BEGIN Source passage

Ruth Flake Collection
Flake & Wilson Families.  This collection of old family photographs was accumulated by our Mother, Ruth Lucille Flake Masters over the course of her life.  She also inherited photographs from her mother and father, Jesse Wilson Flake and Frank Flake.  As a result, the photographs represent a visual history of the Flake and Wilson families going back into the early 1900s.  In preparation for her 90th birthday celebration, brother Ronald spent many hours with her, identifying the people in each photo and the approximate date.  In some cases, Mother consulted with up to three different individuals in the Jackson TN area.  The circa 1900 Johnson family siblings group photo is a bit of a mystery.  Telitha and Jim Johnson are known, but others are uncertain.

END Source passage
BEGIN Records shown

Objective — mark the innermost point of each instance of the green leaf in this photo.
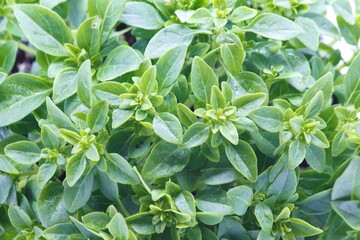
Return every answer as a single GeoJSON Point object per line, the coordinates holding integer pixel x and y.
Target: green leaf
{"type": "Point", "coordinates": [233, 55]}
{"type": "Point", "coordinates": [186, 116]}
{"type": "Point", "coordinates": [310, 41]}
{"type": "Point", "coordinates": [121, 116]}
{"type": "Point", "coordinates": [142, 15]}
{"type": "Point", "coordinates": [338, 144]}
{"type": "Point", "coordinates": [168, 38]}
{"type": "Point", "coordinates": [65, 85]}
{"type": "Point", "coordinates": [77, 196]}
{"type": "Point", "coordinates": [229, 131]}
{"type": "Point", "coordinates": [23, 152]}
{"type": "Point", "coordinates": [118, 228]}
{"type": "Point", "coordinates": [113, 12]}
{"type": "Point", "coordinates": [19, 218]}
{"type": "Point", "coordinates": [21, 94]}
{"type": "Point", "coordinates": [168, 127]}
{"type": "Point", "coordinates": [349, 211]}
{"type": "Point", "coordinates": [119, 170]}
{"type": "Point", "coordinates": [316, 158]}
{"type": "Point", "coordinates": [165, 159]}
{"type": "Point", "coordinates": [324, 84]}
{"type": "Point", "coordinates": [346, 186]}
{"type": "Point", "coordinates": [209, 218]}
{"type": "Point", "coordinates": [121, 60]}
{"type": "Point", "coordinates": [45, 173]}
{"type": "Point", "coordinates": [264, 216]}
{"type": "Point", "coordinates": [110, 91]}
{"type": "Point", "coordinates": [84, 83]}
{"type": "Point", "coordinates": [268, 118]}
{"type": "Point", "coordinates": [6, 186]}
{"type": "Point", "coordinates": [273, 26]}
{"type": "Point", "coordinates": [351, 81]}
{"type": "Point", "coordinates": [303, 229]}
{"type": "Point", "coordinates": [213, 199]}
{"type": "Point", "coordinates": [195, 135]}
{"type": "Point", "coordinates": [314, 106]}
{"type": "Point", "coordinates": [75, 167]}
{"type": "Point", "coordinates": [203, 79]}
{"type": "Point", "coordinates": [45, 29]}
{"type": "Point", "coordinates": [170, 65]}
{"type": "Point", "coordinates": [97, 116]}
{"type": "Point", "coordinates": [240, 199]}
{"type": "Point", "coordinates": [248, 102]}
{"type": "Point", "coordinates": [242, 13]}
{"type": "Point", "coordinates": [60, 231]}
{"type": "Point", "coordinates": [243, 158]}
{"type": "Point", "coordinates": [51, 205]}
{"type": "Point", "coordinates": [96, 220]}
{"type": "Point", "coordinates": [8, 55]}
{"type": "Point", "coordinates": [58, 117]}
{"type": "Point", "coordinates": [297, 153]}
{"type": "Point", "coordinates": [6, 166]}
{"type": "Point", "coordinates": [88, 35]}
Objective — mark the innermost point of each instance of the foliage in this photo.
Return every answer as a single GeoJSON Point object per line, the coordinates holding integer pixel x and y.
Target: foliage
{"type": "Point", "coordinates": [224, 120]}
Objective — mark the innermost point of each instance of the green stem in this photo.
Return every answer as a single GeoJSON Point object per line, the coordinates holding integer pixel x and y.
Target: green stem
{"type": "Point", "coordinates": [26, 48]}
{"type": "Point", "coordinates": [123, 209]}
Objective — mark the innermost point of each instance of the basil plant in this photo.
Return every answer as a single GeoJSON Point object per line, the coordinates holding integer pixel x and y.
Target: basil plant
{"type": "Point", "coordinates": [179, 119]}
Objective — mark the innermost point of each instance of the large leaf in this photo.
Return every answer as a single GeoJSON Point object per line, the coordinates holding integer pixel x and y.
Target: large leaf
{"type": "Point", "coordinates": [21, 94]}
{"type": "Point", "coordinates": [45, 29]}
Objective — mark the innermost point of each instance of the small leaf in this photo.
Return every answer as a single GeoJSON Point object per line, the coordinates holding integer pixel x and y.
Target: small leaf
{"type": "Point", "coordinates": [240, 199]}
{"type": "Point", "coordinates": [243, 158]}
{"type": "Point", "coordinates": [168, 127]}
{"type": "Point", "coordinates": [165, 159]}
{"type": "Point", "coordinates": [118, 228]}
{"type": "Point", "coordinates": [23, 152]}
{"type": "Point", "coordinates": [119, 170]}
{"type": "Point", "coordinates": [268, 118]}
{"type": "Point", "coordinates": [264, 216]}
{"type": "Point", "coordinates": [203, 79]}
{"type": "Point", "coordinates": [97, 116]}
{"type": "Point", "coordinates": [297, 153]}
{"type": "Point", "coordinates": [196, 135]}
{"type": "Point", "coordinates": [45, 29]}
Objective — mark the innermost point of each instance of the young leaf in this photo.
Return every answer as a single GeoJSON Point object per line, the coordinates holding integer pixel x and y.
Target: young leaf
{"type": "Point", "coordinates": [30, 92]}
{"type": "Point", "coordinates": [97, 116]}
{"type": "Point", "coordinates": [297, 153]}
{"type": "Point", "coordinates": [142, 15]}
{"type": "Point", "coordinates": [84, 80]}
{"type": "Point", "coordinates": [23, 152]}
{"type": "Point", "coordinates": [168, 38]}
{"type": "Point", "coordinates": [273, 26]}
{"type": "Point", "coordinates": [268, 118]}
{"type": "Point", "coordinates": [165, 160]}
{"type": "Point", "coordinates": [51, 205]}
{"type": "Point", "coordinates": [240, 199]}
{"type": "Point", "coordinates": [243, 158]}
{"type": "Point", "coordinates": [168, 127]}
{"type": "Point", "coordinates": [120, 170]}
{"type": "Point", "coordinates": [203, 79]}
{"type": "Point", "coordinates": [121, 60]}
{"type": "Point", "coordinates": [45, 29]}
{"type": "Point", "coordinates": [195, 135]}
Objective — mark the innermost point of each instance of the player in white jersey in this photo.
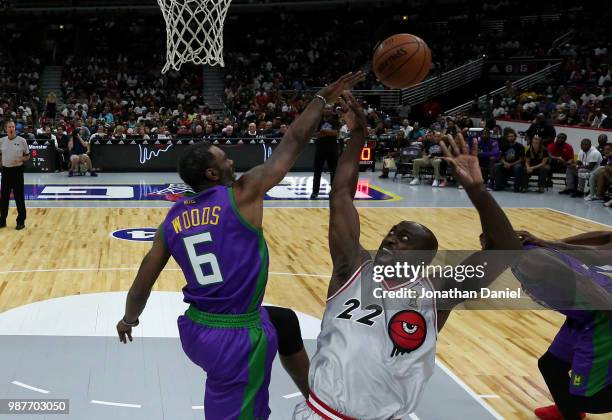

END Records shown

Requirements
Copy the stretch of the Ruth Flake Collection passage that begins with "Ruth Flake Collection" and ends with "others are uncertain.", substituting "estimated date" for "approximate date".

Task output
Ruth Flake Collection
Flake & Wilson Families.  This collection of old family photographs was accumulated by our Mother, Ruth Lucille Flake Masters over the course of her life.  She also inherited photographs from her mother and father, Jesse Wilson Flake and Frank Flake.  As a result, the photographs represent a visual history of the Flake and Wilson families going back into the early 1900s.  In preparation for her 90th birthday celebration, brother Ronald spent many hours with her, identifying the people in each photo and the estimated date.  In some cases, Mother consulted with up to three different individuals in the Jackson TN area.  The circa 1900 Johnson family siblings group photo is a bit of a mystery.  Telitha and Jim Johnson are known, but others are uncertain.